• _EXERCISE DIRECTIONS_
In your reply, reproduce every line of the data without any alteration.

• _INFORMATION SHOWN_
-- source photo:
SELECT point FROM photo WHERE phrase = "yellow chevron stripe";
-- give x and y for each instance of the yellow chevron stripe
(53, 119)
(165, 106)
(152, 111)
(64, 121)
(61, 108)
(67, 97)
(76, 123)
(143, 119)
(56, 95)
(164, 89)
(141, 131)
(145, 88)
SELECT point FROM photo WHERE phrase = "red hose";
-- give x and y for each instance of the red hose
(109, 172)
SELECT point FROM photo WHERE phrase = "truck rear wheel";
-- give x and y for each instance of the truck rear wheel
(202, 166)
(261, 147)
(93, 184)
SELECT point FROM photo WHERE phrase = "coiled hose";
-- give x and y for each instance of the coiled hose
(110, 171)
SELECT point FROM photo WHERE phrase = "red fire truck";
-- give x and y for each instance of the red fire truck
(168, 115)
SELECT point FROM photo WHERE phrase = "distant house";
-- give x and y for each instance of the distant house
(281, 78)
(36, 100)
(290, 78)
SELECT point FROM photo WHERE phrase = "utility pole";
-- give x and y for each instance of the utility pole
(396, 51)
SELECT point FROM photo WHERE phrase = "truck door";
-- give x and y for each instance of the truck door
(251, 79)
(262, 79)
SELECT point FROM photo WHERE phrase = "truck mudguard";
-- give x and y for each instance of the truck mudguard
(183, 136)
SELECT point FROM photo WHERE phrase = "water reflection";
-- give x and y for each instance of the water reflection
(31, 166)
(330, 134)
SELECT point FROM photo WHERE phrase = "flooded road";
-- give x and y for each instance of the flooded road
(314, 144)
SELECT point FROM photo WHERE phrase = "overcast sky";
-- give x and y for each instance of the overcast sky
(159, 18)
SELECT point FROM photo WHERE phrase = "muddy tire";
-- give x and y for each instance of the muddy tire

• _TASK RESULT_
-- source photo:
SELECT point FROM photo WHERE phrase = "yellow chevron stripe";
-- give x and y for each instance of the yellow chevron stripe
(53, 119)
(165, 106)
(152, 111)
(64, 121)
(61, 108)
(67, 97)
(76, 123)
(143, 119)
(56, 95)
(164, 89)
(141, 131)
(145, 88)
SELECT point FROM photo WHERE phrase = "red hose";
-- give x and y for each instance of the red hose
(109, 172)
SELECT point FROM photo WHERE phrase = "truck rear wheel";
-- give x and y for each instance of the truck rear wheel
(202, 166)
(261, 147)
(93, 184)
SELECT point FROM photo WHERE phrase = "coiled hose";
-- give x and y for each instance of the coiled hose
(110, 171)
SELECT point FROM photo WHERE phrase = "red fire truck";
-- give x and y for each instance of the red fire truck
(168, 115)
SELECT point FROM photo WHERE phrase = "distant house";
-- give x and y for each instance of the distant house
(281, 78)
(36, 100)
(290, 78)
SELECT point FROM photo WHERE phrase = "utility pole";
-- give x and y for each instance of the utility pole
(396, 51)
SELECT point FROM photo WHERE phrase = "truck door";
-- give x and y for each instance of the truck door
(251, 79)
(262, 79)
SELECT point FROM photo WHERE phrase = "truck mudguard";
-- give x and y for each instance of the truck mudguard
(183, 136)
SELECT point FROM photo WHERE phrase = "water reflection";
-- give x and y for each instance of the water reflection
(31, 166)
(330, 134)
SELECT point FROM photo WHERE phrase = "flooded road";
-- give x and y for each instance of the flooded road
(314, 144)
SELECT point FROM photo WHERE phrase = "overcast sky";
-- give x and y for each instance of the overcast sky
(159, 18)
SELECT point FROM photo WHERE phrase = "muddy tire";
-- give x and y for each instance of the muddy tire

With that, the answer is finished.